## Exercise brief
Copy the lines below word for word, leaving out any picture.
Data for processing start
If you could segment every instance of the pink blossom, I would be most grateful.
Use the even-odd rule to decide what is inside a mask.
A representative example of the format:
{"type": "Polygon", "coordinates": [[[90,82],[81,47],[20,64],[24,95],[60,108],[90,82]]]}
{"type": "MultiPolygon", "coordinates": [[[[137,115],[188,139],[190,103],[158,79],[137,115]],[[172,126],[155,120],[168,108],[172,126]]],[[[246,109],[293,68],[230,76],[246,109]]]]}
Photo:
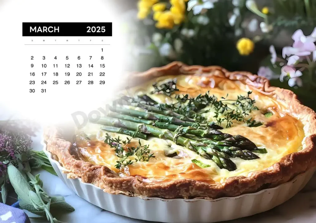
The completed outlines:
Data for processing end
## Task response
If you could segment every instance of the pink blossom, I would be most grateful.
Use the even-odd rule to decide what is inside a mask.
A representative example of the format:
{"type": "Polygon", "coordinates": [[[90,82],[81,47],[20,64],[24,95],[60,108],[90,82]]]}
{"type": "MultiPolygon", "coordinates": [[[[137,115],[188,139],[190,103],[158,79],[137,115]],[[172,126],[155,120],[168,108],[172,126]]],[[[246,109],[293,68],[230,76],[246,109]]]]}
Photo:
The completed outlines:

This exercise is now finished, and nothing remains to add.